▶

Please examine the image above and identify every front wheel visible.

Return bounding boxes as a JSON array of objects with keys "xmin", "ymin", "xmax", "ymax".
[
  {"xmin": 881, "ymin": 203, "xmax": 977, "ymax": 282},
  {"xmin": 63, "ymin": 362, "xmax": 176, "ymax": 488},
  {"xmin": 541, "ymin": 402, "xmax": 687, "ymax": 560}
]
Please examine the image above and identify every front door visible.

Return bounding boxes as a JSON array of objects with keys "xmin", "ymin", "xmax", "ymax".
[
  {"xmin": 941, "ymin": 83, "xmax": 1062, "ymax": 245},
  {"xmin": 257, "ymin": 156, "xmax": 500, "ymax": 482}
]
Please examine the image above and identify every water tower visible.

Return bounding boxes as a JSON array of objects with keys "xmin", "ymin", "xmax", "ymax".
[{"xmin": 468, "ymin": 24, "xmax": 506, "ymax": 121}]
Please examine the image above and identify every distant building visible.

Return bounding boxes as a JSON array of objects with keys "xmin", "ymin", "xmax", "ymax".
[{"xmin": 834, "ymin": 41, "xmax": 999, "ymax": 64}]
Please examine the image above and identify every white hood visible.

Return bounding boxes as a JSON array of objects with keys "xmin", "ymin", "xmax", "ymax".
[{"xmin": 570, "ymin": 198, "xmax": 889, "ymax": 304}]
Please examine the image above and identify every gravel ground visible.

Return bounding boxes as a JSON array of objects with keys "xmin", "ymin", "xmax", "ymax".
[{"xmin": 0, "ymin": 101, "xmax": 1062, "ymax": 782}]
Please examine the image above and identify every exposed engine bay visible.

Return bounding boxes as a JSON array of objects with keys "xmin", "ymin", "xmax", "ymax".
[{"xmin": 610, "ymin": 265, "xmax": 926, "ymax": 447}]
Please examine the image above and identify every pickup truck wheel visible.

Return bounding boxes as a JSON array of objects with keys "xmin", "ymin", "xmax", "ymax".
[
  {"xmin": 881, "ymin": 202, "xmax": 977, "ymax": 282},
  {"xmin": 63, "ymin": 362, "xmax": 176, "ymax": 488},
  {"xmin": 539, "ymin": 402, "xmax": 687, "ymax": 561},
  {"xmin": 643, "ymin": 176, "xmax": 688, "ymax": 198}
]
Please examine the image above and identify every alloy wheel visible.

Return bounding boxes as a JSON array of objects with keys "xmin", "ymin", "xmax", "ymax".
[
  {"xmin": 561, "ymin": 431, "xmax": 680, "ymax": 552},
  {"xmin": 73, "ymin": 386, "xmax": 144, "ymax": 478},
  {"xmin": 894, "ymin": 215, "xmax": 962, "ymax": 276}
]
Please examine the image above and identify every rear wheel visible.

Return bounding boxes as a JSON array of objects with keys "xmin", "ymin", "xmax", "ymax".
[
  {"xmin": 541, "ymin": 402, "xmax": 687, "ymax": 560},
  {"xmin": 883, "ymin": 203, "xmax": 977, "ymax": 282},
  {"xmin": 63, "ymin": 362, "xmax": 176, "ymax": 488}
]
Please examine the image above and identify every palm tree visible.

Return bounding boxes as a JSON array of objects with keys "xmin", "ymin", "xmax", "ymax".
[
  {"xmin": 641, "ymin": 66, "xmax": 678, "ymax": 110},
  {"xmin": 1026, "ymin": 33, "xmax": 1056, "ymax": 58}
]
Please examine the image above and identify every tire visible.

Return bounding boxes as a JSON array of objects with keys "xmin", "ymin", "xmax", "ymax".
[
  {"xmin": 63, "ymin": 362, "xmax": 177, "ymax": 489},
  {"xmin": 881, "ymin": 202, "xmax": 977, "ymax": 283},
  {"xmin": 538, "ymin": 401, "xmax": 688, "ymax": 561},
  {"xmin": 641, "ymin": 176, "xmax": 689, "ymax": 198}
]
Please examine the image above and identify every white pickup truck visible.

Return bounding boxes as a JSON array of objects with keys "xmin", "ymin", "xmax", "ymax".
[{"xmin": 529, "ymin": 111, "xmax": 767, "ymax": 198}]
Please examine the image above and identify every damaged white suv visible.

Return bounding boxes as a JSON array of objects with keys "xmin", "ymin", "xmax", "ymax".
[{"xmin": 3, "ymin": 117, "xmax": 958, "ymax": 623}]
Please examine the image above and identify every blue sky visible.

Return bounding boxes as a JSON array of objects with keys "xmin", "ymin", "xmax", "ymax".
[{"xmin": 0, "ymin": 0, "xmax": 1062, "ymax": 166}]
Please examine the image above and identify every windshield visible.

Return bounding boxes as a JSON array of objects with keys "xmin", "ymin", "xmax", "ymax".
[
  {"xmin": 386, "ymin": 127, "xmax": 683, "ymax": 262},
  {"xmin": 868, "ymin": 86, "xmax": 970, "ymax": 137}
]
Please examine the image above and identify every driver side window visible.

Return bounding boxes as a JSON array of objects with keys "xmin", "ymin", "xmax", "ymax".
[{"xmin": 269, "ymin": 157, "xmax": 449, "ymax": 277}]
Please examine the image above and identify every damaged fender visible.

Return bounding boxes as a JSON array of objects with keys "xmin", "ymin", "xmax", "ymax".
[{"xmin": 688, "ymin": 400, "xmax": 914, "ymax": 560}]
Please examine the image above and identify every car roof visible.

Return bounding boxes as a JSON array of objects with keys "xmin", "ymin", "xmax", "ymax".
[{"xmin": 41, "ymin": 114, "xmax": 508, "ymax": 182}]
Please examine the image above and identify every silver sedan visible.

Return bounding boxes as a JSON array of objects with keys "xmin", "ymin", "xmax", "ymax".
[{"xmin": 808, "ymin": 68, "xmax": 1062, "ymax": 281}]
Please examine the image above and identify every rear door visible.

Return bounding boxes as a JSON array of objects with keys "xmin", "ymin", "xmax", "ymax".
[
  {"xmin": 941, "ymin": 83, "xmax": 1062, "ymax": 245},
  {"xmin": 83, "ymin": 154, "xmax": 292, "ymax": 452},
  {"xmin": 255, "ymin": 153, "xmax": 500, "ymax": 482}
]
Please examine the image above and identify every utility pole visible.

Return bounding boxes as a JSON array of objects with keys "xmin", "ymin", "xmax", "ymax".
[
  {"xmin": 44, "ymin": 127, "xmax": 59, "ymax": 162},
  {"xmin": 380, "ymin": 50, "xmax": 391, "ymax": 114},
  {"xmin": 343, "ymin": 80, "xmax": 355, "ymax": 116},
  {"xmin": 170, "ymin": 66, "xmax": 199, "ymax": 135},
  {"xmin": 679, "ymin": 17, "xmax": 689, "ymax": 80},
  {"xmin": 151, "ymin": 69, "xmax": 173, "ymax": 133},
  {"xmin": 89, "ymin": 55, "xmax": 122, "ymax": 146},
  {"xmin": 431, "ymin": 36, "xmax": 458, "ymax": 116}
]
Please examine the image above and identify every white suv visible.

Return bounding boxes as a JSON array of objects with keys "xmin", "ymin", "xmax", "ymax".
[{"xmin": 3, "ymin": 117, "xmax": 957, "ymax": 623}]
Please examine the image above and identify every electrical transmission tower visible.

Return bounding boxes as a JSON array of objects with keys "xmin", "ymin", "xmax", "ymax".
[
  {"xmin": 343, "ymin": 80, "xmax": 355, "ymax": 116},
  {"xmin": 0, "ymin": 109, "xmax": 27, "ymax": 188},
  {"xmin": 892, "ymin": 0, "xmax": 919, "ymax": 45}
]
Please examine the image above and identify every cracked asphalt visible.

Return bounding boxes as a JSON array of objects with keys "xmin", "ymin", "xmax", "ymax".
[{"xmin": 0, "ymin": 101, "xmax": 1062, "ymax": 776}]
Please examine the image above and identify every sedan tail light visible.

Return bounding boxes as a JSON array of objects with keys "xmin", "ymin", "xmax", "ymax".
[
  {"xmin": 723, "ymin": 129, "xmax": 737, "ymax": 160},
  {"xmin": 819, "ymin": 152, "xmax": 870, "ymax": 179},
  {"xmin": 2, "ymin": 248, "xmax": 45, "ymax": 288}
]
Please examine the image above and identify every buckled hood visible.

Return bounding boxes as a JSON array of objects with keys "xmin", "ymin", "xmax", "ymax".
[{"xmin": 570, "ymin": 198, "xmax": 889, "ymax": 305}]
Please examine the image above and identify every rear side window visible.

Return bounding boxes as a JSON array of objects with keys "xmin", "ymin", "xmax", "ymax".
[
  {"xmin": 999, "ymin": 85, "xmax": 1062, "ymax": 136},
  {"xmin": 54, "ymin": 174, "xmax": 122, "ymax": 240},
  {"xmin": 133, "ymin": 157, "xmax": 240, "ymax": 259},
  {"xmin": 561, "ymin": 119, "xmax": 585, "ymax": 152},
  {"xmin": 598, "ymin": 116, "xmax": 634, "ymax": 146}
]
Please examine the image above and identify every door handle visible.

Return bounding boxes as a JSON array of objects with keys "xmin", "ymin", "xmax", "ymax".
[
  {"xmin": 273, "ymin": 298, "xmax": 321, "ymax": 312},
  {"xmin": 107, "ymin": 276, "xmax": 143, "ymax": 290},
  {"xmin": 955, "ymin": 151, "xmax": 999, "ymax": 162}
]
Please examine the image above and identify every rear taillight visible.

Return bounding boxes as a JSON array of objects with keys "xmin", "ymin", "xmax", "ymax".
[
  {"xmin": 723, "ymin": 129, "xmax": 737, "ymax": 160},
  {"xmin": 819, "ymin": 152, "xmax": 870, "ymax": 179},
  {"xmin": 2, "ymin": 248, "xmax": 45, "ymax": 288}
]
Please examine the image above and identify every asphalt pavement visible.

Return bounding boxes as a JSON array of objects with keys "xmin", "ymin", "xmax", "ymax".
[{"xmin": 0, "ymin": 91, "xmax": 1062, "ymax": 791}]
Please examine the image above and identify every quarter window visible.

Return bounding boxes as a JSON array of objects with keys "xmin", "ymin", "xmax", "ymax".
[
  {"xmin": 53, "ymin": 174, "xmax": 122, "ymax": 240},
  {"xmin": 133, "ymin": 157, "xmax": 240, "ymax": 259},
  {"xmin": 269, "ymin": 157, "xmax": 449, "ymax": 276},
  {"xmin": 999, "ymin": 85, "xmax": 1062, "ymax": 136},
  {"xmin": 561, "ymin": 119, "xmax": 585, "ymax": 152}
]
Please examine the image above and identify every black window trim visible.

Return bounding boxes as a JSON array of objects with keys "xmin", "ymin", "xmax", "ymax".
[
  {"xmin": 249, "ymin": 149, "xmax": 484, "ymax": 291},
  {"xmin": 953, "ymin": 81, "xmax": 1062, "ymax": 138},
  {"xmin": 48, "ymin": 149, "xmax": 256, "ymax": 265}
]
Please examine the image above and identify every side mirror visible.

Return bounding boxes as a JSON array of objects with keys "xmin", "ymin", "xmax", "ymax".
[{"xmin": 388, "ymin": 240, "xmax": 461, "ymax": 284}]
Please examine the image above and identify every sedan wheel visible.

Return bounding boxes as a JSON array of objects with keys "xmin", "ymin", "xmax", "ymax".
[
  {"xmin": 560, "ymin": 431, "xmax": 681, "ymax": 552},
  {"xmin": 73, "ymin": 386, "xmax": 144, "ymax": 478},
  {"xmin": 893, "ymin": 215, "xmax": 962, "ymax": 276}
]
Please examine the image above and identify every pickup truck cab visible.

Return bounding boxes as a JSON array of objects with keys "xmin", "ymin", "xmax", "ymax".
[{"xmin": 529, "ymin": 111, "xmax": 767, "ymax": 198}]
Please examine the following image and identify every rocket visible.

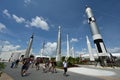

◀

Exercise task: Rescale the stretch from the line containing "Please examine the image above and identify every black" through the end of the entries, both ends included, and give those lines again with their requests. Multiply every bounding-box coordinate in the answers by 1.45, round to whole numbers with halves going up, and leave the pictures out.

Answer:
Please examine the image above and identify every black window trim visible.

Return bounding boxes as a JSON array of objects with keys "xmin", "ymin", "xmax", "ymax".
[
  {"xmin": 361, "ymin": 216, "xmax": 702, "ymax": 422},
  {"xmin": 1382, "ymin": 117, "xmax": 1540, "ymax": 200},
  {"xmin": 70, "ymin": 216, "xmax": 371, "ymax": 384}
]
Please examine the image above and identify every side mirror visible.

Return bounding boxes as a JSON array of objects with keys "xmin", "ymin", "xmax", "ymax".
[{"xmin": 563, "ymin": 348, "xmax": 668, "ymax": 412}]
Please examine the image above and identify every sedan wheel visible.

Return bounding boxes as a JSON array of objects with keys "xmin", "ymin", "xmax", "ymax".
[
  {"xmin": 812, "ymin": 625, "xmax": 987, "ymax": 800},
  {"xmin": 106, "ymin": 560, "xmax": 209, "ymax": 693},
  {"xmin": 1295, "ymin": 312, "xmax": 1395, "ymax": 400}
]
Please examine the image above and identify every pickup truck cab visible.

Return bounding boxes as a JSON array of objects with keys "xmin", "ymin", "xmax", "ymax".
[{"xmin": 767, "ymin": 161, "xmax": 1112, "ymax": 287}]
Please examine the following image and identify every rocket visible.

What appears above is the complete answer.